* _Text section_:
%%
On Thursday, Caloia said she spoke with DiSalvo and understands his position.
“We just respectfully disagree,” she said.
Steven Zansberg, a First Amendment lawyer and counsel for the Colorado Press Association, said last week that the extra-judicial statement rule doesn’t apply to release of records. Also, because DiSalvo isn’t a lawyer, she cannot be sanctioned for a record he releases, Zansberg said.
The two men running against Caloia, a Democrat, for 9th Judicial District Attorney in November agreed with Zansberg.
“The DA doesn’t control the police,” said Chip McCrory, who is running as an Independent. “Joe is an elected official and he can make his own decision.”
McCrory said that if he was DA, he would ask DiSalvo to hold off releasing inflammatory material like a video, which he believes is far more powerful than merely reading about an incident. At the same time, he said he would communicate with the defense attorney for the defendant in the video and suggest the lawyer file a motion in court requesting the video be sealed.
Whatever the case, McCrory said he doesn’t believe the DA can be sanctioned for reports or video released by law enforcement.
Jeff Cheney, the Republican running against Caloia, also said he doesn’t believe a prosecutor could be sanctioned for law enforcement releasing a video of a crime. In fact, he said he views videos as “non-testimonial” evidence that is merely depicting an event and isn’t an extra-judicial statement at all.
And while he would be concerned with a defendant’s right to a fair trial and possible tainting of the jury pool, it wouldn’t be a major concern.
“I don’t think every single person out there will be watching this video,” he said. “I believe strongly that the public has a right to know.”
Garrett, the defendant in question, was arrested Aug. 24 by Aspen police for possession of methamphetamine after he called 911 to report a group of 30 people trying to tow his car. An officer who responded found no basis for the towing claim but arrested him for the meth and took him to jail, according to the officer’s report.
Early in the morning of Aug. 25, deputies saw Garrett trying to flood his cell by plugging a drain, so they moved him to another cell, according to Jail Administrator Don Bird. While in the other cell, he pried a metal piece of light housing from the roof and used it to destroy a sprinkler head in the cell’s bathroom.
Clips of the video available on The Aspen Times website show Garrett ripping the piece of metal from the ceiling, then disappearing into the bathroom before returning to the cell. Immediately after he re-enters the main part of the cell, brown water begins flowing into it.
The Times video next fast-forwards about 20 minutes to the point where deputies enter the cell and Garrett, who stands 6-feet-2-inches and weighs 155 pounds, begins fighting with them. It ends with them strapping him into a restraint chair and putting a hood over his head.
Water from the broken sprinkler ended up flooding computer servers in the jail’s basement and forcing the permanent relocation of the county’s 911 dispatch center, which was previously scheduled to move. It also knocked out servers that control law enforcement communications and records management.
DiSalvo said Thursday he doesn’t know how much the total damage will cost, but has heard it could be more than $100,000.
“I think this is going to be a real impact to the public,” he said.
Glenwood Springs District Judge Denise Lynch released Garrett last week on a $3,000 personal recognizance bond that contained no conditions as to his behavior. He is charged with assault on a police officer, possession of meth and criminal mischief – all felonies – as well as misdemeanor obstructing a police officer.
%%
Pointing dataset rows
%%
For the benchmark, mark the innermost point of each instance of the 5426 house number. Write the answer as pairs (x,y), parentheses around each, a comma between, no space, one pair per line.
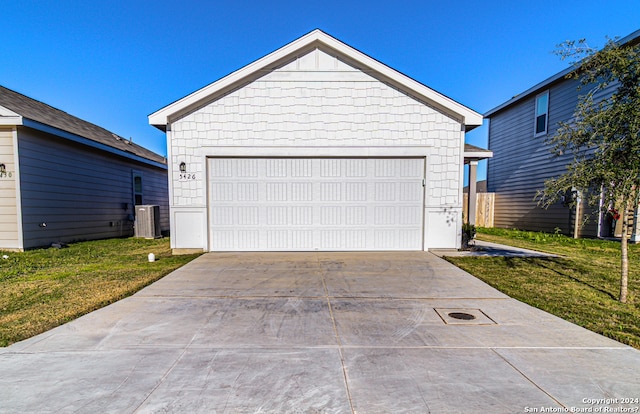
(187,177)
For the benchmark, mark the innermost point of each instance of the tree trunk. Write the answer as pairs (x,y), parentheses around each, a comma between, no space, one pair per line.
(624,254)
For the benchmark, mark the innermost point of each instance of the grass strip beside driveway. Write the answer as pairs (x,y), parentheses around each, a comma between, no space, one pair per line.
(41,289)
(582,286)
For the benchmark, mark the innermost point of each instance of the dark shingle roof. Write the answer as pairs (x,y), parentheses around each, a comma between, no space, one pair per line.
(42,113)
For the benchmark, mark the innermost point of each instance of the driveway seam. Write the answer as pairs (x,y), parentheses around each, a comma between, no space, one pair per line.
(336,333)
(525,376)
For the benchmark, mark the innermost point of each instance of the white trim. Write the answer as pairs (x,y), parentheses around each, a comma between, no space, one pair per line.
(16,161)
(315,39)
(479,155)
(316,152)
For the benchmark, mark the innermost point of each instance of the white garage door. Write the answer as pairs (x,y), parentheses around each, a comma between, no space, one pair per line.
(308,204)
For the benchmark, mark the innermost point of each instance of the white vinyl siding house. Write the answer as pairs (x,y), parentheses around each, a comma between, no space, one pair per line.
(68,180)
(315,147)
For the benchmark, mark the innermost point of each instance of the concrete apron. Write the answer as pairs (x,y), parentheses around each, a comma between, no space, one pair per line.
(318,332)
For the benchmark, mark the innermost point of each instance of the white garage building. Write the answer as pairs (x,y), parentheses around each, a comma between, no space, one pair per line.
(315,146)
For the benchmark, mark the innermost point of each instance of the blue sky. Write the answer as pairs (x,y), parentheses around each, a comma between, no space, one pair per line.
(115,62)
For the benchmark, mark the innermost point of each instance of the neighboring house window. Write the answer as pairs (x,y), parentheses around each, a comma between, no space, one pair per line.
(542,113)
(137,188)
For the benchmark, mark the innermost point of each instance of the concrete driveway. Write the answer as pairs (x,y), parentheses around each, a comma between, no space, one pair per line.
(318,333)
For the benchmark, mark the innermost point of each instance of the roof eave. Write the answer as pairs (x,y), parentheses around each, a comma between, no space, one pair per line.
(89,142)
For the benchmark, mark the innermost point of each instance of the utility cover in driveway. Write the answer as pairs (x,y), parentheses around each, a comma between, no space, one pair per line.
(306,204)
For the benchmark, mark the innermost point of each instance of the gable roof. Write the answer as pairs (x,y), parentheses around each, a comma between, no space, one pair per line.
(18,109)
(545,84)
(308,42)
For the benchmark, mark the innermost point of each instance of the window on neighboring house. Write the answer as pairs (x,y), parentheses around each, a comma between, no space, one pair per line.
(542,113)
(137,188)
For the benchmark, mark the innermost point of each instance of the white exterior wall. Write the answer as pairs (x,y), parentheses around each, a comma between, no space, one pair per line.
(321,107)
(10,238)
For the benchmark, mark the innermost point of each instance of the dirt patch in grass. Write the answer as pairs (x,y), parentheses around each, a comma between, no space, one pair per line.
(41,289)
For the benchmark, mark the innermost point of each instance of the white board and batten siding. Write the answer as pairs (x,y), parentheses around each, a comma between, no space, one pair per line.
(9,217)
(316,204)
(314,152)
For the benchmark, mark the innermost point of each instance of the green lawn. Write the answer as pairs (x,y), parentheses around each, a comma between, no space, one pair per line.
(41,289)
(582,286)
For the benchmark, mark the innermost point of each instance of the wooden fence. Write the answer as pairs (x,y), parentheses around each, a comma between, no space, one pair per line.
(484,209)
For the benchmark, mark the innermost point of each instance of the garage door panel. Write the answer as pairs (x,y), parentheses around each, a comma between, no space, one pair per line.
(316,204)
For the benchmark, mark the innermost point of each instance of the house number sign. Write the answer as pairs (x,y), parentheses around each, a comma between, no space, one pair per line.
(187,177)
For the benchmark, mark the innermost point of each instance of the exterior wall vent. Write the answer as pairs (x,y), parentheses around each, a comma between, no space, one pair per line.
(147,223)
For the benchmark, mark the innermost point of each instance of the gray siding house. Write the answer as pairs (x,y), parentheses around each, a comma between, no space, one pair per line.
(522,161)
(63,179)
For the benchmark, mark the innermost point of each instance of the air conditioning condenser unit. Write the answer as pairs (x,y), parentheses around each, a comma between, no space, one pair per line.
(147,222)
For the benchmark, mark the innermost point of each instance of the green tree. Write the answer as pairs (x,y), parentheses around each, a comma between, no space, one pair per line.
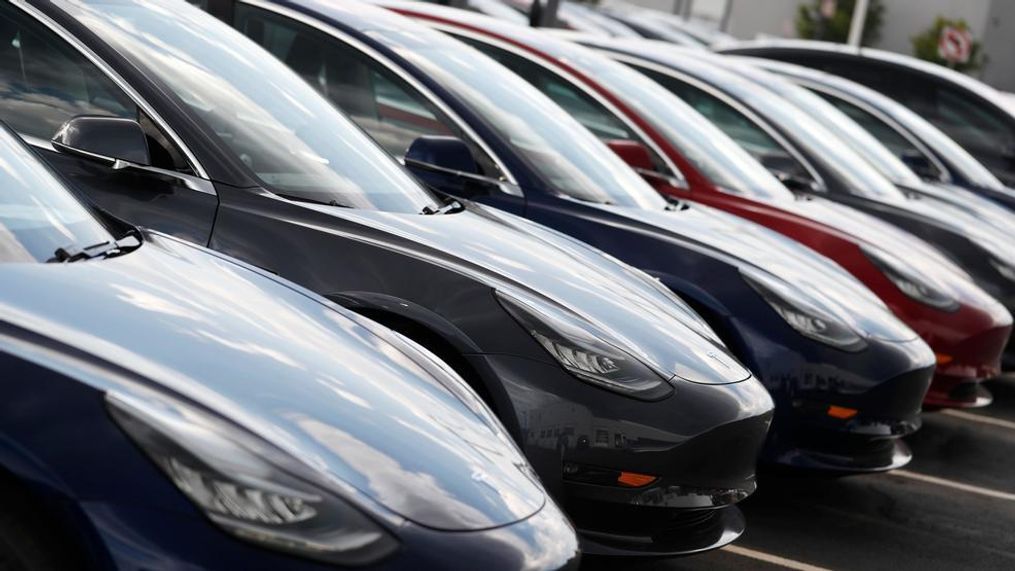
(925,46)
(811,24)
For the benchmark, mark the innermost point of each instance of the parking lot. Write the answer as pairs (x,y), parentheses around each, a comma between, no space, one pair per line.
(952,508)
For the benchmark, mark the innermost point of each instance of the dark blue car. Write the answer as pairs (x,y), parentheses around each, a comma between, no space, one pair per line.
(166,407)
(620,396)
(818,339)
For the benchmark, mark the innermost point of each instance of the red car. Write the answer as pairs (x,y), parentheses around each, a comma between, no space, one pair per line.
(685,156)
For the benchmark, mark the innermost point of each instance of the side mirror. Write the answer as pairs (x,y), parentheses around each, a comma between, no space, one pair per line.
(796,183)
(444,153)
(921,164)
(118,142)
(632,152)
(638,158)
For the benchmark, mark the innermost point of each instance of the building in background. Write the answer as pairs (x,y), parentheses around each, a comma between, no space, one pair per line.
(991,21)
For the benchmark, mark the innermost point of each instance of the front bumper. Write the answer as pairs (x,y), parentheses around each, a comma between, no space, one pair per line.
(844,413)
(664,532)
(136,538)
(964,365)
(695,450)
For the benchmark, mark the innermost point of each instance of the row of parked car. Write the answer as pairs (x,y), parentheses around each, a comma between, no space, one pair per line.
(309,283)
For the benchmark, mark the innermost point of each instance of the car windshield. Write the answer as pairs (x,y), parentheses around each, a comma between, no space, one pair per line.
(38,215)
(289,136)
(957,157)
(570,158)
(859,174)
(859,139)
(713,152)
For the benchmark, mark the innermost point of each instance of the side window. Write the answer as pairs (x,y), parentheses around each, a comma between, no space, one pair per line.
(986,133)
(886,134)
(585,109)
(376,98)
(739,127)
(45,82)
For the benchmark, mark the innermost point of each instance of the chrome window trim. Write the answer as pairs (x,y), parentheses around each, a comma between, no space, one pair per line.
(754,118)
(571,80)
(884,118)
(108,70)
(390,66)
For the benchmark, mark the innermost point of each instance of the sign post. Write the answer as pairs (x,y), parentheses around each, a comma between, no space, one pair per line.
(955,45)
(858,21)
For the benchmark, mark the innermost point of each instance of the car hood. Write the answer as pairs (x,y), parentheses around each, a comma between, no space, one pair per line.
(751,246)
(336,391)
(933,266)
(519,257)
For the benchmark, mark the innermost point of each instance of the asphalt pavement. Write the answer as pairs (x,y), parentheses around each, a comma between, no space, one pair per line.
(953,507)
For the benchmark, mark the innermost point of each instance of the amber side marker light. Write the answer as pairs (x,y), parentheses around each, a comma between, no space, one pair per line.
(634,480)
(841,413)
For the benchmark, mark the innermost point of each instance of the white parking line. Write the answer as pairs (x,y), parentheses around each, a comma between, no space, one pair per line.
(980,419)
(773,559)
(953,485)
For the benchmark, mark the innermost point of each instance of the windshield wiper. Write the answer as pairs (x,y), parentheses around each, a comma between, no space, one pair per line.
(453,206)
(111,248)
(296,198)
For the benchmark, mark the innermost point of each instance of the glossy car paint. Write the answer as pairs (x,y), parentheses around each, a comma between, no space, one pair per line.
(967,231)
(696,252)
(950,163)
(436,278)
(919,84)
(270,358)
(969,342)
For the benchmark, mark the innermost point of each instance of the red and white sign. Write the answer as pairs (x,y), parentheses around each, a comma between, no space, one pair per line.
(827,9)
(955,45)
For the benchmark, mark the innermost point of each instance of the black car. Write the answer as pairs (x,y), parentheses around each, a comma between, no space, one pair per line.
(621,398)
(165,407)
(415,89)
(926,149)
(810,157)
(970,112)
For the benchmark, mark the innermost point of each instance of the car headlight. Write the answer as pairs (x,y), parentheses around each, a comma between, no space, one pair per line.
(1004,269)
(248,487)
(581,349)
(805,315)
(907,280)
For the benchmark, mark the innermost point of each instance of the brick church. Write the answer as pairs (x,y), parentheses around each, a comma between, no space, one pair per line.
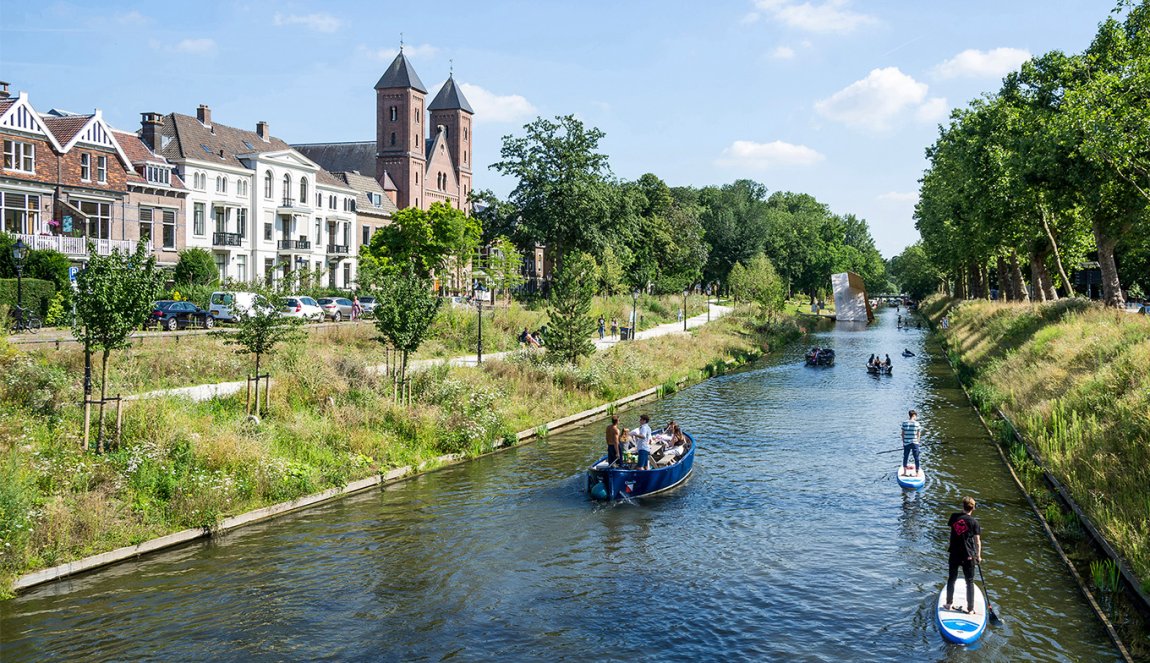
(421,153)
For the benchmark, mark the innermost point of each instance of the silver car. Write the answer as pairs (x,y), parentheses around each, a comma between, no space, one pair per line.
(337,308)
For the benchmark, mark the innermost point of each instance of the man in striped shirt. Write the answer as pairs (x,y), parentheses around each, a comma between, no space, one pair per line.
(912,432)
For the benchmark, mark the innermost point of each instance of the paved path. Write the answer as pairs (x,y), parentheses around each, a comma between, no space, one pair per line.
(207,392)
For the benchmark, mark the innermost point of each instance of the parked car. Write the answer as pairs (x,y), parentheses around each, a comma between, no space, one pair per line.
(303,307)
(336,308)
(230,306)
(173,315)
(368,305)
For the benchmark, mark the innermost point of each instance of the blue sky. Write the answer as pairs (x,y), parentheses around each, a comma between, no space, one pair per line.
(834,98)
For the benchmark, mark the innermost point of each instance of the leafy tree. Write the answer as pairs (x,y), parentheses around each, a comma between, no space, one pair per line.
(196,267)
(260,328)
(505,267)
(405,309)
(561,193)
(114,295)
(569,314)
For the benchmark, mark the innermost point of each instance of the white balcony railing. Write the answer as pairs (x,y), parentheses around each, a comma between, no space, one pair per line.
(77,246)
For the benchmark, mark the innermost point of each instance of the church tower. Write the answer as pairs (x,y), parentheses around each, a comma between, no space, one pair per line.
(451,112)
(399,135)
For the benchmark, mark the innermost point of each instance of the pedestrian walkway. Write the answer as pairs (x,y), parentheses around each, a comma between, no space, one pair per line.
(207,392)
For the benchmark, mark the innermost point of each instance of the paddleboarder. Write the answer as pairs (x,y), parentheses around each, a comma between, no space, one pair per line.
(912,433)
(965,552)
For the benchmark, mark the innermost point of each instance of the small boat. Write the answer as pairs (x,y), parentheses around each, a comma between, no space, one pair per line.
(957,626)
(913,482)
(820,357)
(610,483)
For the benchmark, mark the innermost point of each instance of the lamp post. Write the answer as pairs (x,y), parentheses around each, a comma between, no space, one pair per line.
(18,253)
(684,307)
%%
* _Problems_:
- 1) Copy the stretch of the article from "Glenwood Springs District" through "a police officer.".
- 2) Scale the stretch of rows from the line containing "of the lamp" through the end of the rows. Write those lines out again with the requests included. Multiply each point coordinate in the answers by 0.6 and round it to a whole number, with halves rounding up.

* _Answers provided_:
- 1)
Glenwood Springs District Judge Denise Lynch released Garrett last week on a $3,000 personal recognizance bond that contained no conditions as to his behavior. He is charged with assault on a police officer, possession of meth and criminal mischief – all felonies – as well as misdemeanor obstructing a police officer.

- 2)
For the benchmark, mark the innermost point of each instance of the lamp post. Write the answer as pairs (x,y), parentheses around each, a comma between, no space, one pair per line.
(11,152)
(410,184)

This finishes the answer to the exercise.